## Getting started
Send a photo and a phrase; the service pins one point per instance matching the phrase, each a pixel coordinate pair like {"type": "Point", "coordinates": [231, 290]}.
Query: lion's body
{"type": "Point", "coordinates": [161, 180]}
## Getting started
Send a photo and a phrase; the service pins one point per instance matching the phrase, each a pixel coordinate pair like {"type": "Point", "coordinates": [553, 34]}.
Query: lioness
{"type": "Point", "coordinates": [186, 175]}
·····
**Your assignment:** Each record above should be repeated exactly as it appears.

**Written solution:**
## Getting started
Send a photo and a phrase; the service pins one point per instance matching the phrase, each a pixel coordinate pair like {"type": "Point", "coordinates": [231, 290]}.
Query: lion's body
{"type": "Point", "coordinates": [161, 180]}
## Getting started
Send a photo and a phrase; the service pins one point per instance matching the phrase, each a pixel coordinate pair like {"type": "Point", "coordinates": [553, 34]}.
Query: lioness
{"type": "Point", "coordinates": [186, 175]}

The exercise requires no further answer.